C. MIEUX ARTICULER L'INTERVENTION DES DIFFÉRENTS ACTEURS

Il ressort des nombreuses auditions menées par vos rapporteurs que la question de la qualité des relations entre les différents intervenants, c'est-à-dire essentiellement entre la préfecture, les fonctionnaires de la police aux frontières, les membres de l'association et l'OFII, revêtait une importance toute particulière pour le bon fonctionnement des centres de rétention.

En ce qui concerne les relations entre la préfecture et la PAF d'une part, les associations d'autre part, elles doivent composer avec une difficulté fondamentale : les premières ont pour mission d'expulser des étrangers hors du territoire national, ce qui les conduit parfois à considérer les associations comme des obstacles au bon accomplissement de cette mission, tandis que celles-ci soutiennent les personnes retenues dans leurs divers recours contre les mesures d'éloignement dont ils font l'objet, ce qui les rend souvent réticentes à participer à l'organisation des centres.

Malgré cette difficulté, il existe des « bonnes pratiques » qui permettent d'améliorer la vie quotidienne des centres de rétention. Il semble en être ainsi à Lyon, avec l'organisation de réunions trimestrielles sous l'égide de la préfecture. Dans d'autres départements en revanche, les relations semblent tendues ou quasi-inexistantes.

» VOTRE OBJECTIF
Traduisez en anglais cette phrase du texte sur les centres de rétention : « Il semble en être ainsi à Lyon, avec l'organisation de réunions trimestrielles sous l'égide de la préfecture. » La liste ci-dessous ne joue aucun rôle dans cet exercice.

» DONNÉES FOURNIES

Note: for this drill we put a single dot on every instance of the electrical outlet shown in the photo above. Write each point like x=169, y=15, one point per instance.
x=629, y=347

» CORRIGÉ
This appears to be the case in Lyon, with the organization of quarterly meetings under the auspices of the prefecture.